## EXERCISE INSTRUCTIONS
Below are some records; repeat them all exactly, minus the pictures.

===============

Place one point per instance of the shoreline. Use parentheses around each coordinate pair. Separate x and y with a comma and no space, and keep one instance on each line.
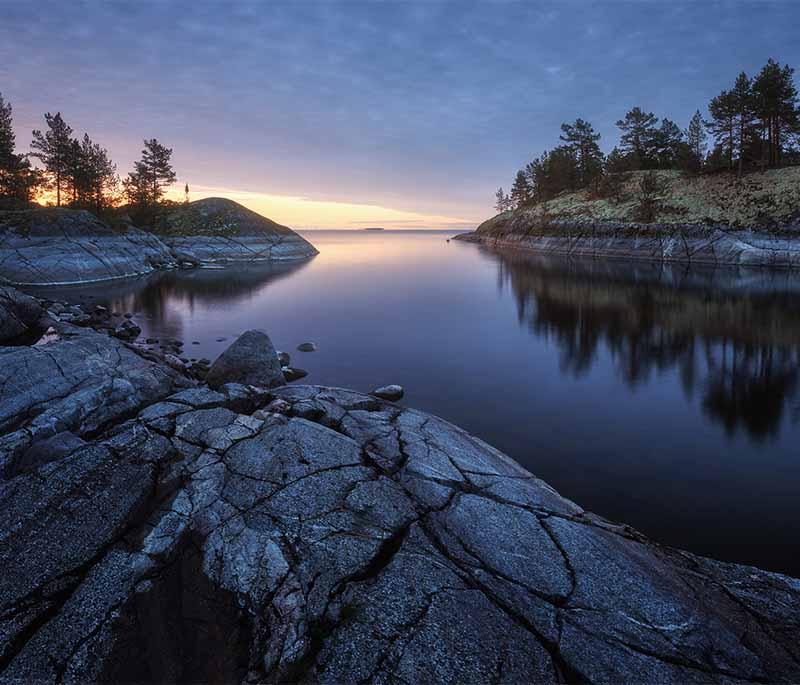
(689,245)
(297,507)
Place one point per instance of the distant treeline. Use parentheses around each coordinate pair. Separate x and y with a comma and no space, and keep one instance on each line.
(79,172)
(754,125)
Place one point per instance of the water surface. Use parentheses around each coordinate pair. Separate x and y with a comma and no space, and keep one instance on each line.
(663,397)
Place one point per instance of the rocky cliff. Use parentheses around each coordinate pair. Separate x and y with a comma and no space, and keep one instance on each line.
(57,246)
(311,534)
(220,230)
(719,219)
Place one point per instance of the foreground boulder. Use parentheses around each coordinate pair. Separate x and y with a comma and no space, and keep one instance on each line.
(251,360)
(57,246)
(219,230)
(319,535)
(19,314)
(74,382)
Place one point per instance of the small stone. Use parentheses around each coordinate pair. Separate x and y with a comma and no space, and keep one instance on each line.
(389,392)
(292,374)
(278,407)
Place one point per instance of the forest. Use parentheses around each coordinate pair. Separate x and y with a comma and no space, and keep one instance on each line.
(76,172)
(752,126)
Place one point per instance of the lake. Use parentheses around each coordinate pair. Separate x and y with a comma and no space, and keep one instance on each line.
(663,397)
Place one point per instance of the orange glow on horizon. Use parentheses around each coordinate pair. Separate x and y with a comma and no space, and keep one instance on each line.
(304,213)
(301,212)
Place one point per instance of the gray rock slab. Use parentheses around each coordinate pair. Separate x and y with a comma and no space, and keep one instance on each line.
(345,539)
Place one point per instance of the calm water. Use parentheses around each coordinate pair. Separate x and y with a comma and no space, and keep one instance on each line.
(664,398)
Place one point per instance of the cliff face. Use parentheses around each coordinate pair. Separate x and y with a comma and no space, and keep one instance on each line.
(754,221)
(218,230)
(59,246)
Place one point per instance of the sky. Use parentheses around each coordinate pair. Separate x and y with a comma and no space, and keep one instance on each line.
(328,114)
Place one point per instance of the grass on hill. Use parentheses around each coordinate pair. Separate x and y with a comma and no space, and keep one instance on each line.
(756,199)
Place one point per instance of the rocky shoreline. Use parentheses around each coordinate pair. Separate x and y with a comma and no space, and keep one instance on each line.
(156,529)
(696,244)
(57,246)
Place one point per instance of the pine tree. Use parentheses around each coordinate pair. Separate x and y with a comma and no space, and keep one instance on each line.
(501,201)
(581,138)
(668,144)
(723,123)
(17,178)
(638,136)
(744,115)
(520,191)
(552,173)
(775,102)
(696,140)
(96,180)
(53,149)
(155,169)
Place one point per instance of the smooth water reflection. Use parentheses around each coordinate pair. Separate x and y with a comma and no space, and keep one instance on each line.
(664,397)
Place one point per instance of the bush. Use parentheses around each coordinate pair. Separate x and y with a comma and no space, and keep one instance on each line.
(650,189)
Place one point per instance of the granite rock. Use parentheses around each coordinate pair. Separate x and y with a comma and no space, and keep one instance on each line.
(311,534)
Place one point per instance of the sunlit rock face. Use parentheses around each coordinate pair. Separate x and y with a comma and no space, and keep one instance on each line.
(320,535)
(63,246)
(220,230)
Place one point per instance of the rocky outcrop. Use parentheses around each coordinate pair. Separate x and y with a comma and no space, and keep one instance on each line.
(251,360)
(687,243)
(219,230)
(320,535)
(57,246)
(19,315)
(73,384)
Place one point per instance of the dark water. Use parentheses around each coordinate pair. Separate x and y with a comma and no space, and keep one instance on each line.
(662,397)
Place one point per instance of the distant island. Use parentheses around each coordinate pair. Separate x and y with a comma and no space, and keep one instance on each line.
(660,195)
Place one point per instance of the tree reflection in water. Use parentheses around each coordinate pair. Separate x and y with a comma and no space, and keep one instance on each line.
(732,334)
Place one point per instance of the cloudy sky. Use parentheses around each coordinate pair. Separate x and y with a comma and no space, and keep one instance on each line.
(346,114)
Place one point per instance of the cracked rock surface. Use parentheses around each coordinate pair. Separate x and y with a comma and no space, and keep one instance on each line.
(316,534)
(19,314)
(686,243)
(220,230)
(61,246)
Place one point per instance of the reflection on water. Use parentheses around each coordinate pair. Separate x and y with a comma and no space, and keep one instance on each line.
(664,397)
(737,348)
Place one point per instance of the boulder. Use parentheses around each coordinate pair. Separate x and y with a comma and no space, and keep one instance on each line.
(127,330)
(291,373)
(74,379)
(250,359)
(56,246)
(389,392)
(329,536)
(220,230)
(19,314)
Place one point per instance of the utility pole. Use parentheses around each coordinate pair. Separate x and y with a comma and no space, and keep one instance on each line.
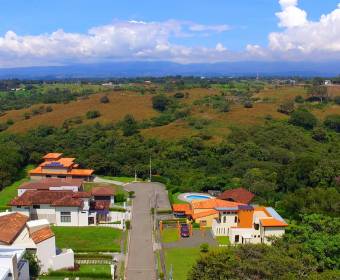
(150,170)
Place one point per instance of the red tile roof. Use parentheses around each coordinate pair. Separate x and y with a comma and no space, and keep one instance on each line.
(45,184)
(42,235)
(237,195)
(103,191)
(11,225)
(213,203)
(56,198)
(271,222)
(183,208)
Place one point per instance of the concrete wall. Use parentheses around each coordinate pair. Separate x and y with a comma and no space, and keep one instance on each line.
(74,216)
(45,251)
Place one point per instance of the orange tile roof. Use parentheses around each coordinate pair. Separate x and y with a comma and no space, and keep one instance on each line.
(52,156)
(271,222)
(185,208)
(75,172)
(204,214)
(11,226)
(214,203)
(42,235)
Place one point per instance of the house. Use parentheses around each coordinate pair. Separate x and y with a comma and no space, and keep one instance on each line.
(202,211)
(62,208)
(65,207)
(56,166)
(248,224)
(51,184)
(13,266)
(16,231)
(237,195)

===============

## WRITTEN ANSWER
Place one point per instance of the shoreline. Use parentheses around each coordinate pair. Separate x and y with a comma and no space, and keep one instance on each line.
(689,245)
(297,507)
Place one point per instance of the distant treeline. Use parentheses around each coordinate pair. Separate x and y with a comma and no space, and keep one instance on each line.
(79,172)
(754,125)
Place one point per instance of the water surface. Use parentheses around each coordinate pair. Separate x and y with a comma and no space, and keep one instance on each line.
(663,397)
Place one point per instance of the rocky cliff. Use parentheses around each coordinate pair. Separate x and y with a comma and no space, and keep one instance on each line.
(57,246)
(311,534)
(220,230)
(719,219)
Place one point per instance of the foreground boulder. Use parentheses around each coordinate pair. Separate x and y with a comma and no space, and keep one instance on each line.
(251,360)
(57,246)
(219,230)
(319,535)
(19,314)
(74,382)
Place one point per instance of the small stone. Use parentheses around each coordinate pair. Separate x and y with a comma and no space, and keep one instance on each line.
(389,392)
(292,374)
(278,407)
Place one point per instance of the forest. Use parentheses around each coordinate pair. Separate x and y with a comma and no space, and keep one instance on each line.
(76,172)
(752,126)
Place one point per instance of the lake. Use parentheses around each coordinate pair. Separate x and y with a comma and no space, and keep one instance on each line.
(663,397)
Place one point per instance of the orange glow on horizon. Use parentheses around each coordinate pair. Separate x and y with a comma and no space, and keep one instance on each line.
(304,213)
(301,212)
Place one point per instance of the gray rock slab. Use parentheses around each coordinate pair. Separate x and y with a comma and no space, and keep one instance on each line.
(345,539)
Place one point per instance of the calm water. Use parentheses around each coordinate pair. Separate x and y with a comma and no space, and keep one instance on each line.
(664,398)
Place one point per instance of the cliff face. Use parentheses around each coordinate pair. Separate x and y with a comma and no space, and keep one instance on each line.
(754,221)
(218,230)
(59,246)
Place one point per instance of the sky. Use parentheses around each coordinate pair. Separate x and y with a comma and no space, and keep one instance on each line.
(328,114)
Place one point per instance of the grass on hill. Use parentheses around each coordinate pair. Separate x and y with a comma and no space, and keep one instance on each line.
(756,199)
Place one point per instance of the rocky shoreline. Use parentheses around each coordinate pair. Separate x and y with a comma and no space, and keep one instance on each line.
(156,529)
(696,244)
(57,246)
Place one point per instance of the pine tree. Use parentheses around each coordinate pair. Separate x and y with a comma and no space, and keep one instance on each line.
(501,201)
(581,138)
(668,144)
(723,123)
(17,178)
(638,136)
(744,115)
(520,191)
(552,173)
(775,102)
(696,140)
(96,180)
(53,149)
(155,169)
Place one point per instance of the smooth water reflection. Use parentheses around each coordinate pair. Separate x and y with a comma and no space, and keep one instance on each line.
(664,397)
Place one point per instance of the bush. Use parentheses around each coordinate pair. Separate x and y with a comma and no space, and keep one instance on each line.
(650,189)
Place one point per instance of the granite rock. Use parentheses around each coordinate pair. Separate x and y with a comma and no space, and keep one instance on each line.
(311,534)
Place one point per instance of the sunlit rock face. Use parentheses around each coordinate pair. Separate x and y with a comma and no space, and keep one instance on each line.
(320,535)
(63,246)
(220,230)
Place one point per instance of the rocky outcrop. Use parentheses around each coordinate pair. Separate x and y with a comma and no space, and keep one instance on each line.
(251,360)
(687,243)
(219,230)
(320,535)
(57,246)
(19,315)
(73,384)
Place one point per instance of the dark water. Use parentheses around each coordinate pair. Separate x and y with a comma and no space, and keep one instance on each line.
(662,397)
Place one point per instance of the distant island. Use parentheses around each coordinate pair. Separate x and y with a comma and no space, and keep one instance on each line.
(660,195)
Place one point per instance of the tree reflection in water. Use parentheses around each coordinate pair. Separate x and y with a comma and no space, and keep one instance on each line.
(732,334)
Place one point per instance of the cloudy sky. Use parentheses around each coordinate pair. Separate x and y with a comma and no space, and keep one instance on each line.
(346,114)
Place one point per instance of the cracked rock surface. Use parentheses around each coordinate pair. Separate x and y with a comma and no space, and keep one instance on each line.
(316,534)
(19,314)
(686,243)
(220,230)
(61,246)
Place one point per instance of the reflection on water. Use parentheses around each coordinate pair. Separate x and y with a comma and no space, and keep one instance on each line.
(664,397)
(737,348)
Place one point per instance of the boulder. Use parentheses around each coordinate pair. Separate x and y with a comma and no space, and keep one instance on each line.
(127,330)
(291,373)
(74,379)
(250,359)
(56,246)
(389,392)
(329,536)
(220,230)
(19,314)
Place one point per instance of the utility pole. Use parentheses around each coordinate pair. Separate x and y with a comma and no space, and keep one instance on each line.
(150,170)
Place one point per instance of the red tile roof. Use parentheses around each coordinate pair. Separate x and y with a comma and no space, and keep one instance on each line.
(45,184)
(42,235)
(237,195)
(103,191)
(11,225)
(213,203)
(56,198)
(271,222)
(183,208)
Place one point per instance of the concrete wall. Use parentheses around each coordinate pair. Separate x and y with a comma and no space, and keep one instance on each line.
(74,216)
(45,251)
Place one point per instance of the orange tile roof. Use parentheses around each coordinate pair. Separate x and y with a comma and no space, and keep one instance on each line.
(52,156)
(271,222)
(185,208)
(75,172)
(204,214)
(11,226)
(214,203)
(42,235)
Place one point per instance of the house. Use parentheses around each coordinate pair. Separate x and y with a comma and no space, and keep one instance on each line.
(202,211)
(62,208)
(65,207)
(56,166)
(248,224)
(51,184)
(13,266)
(16,231)
(237,195)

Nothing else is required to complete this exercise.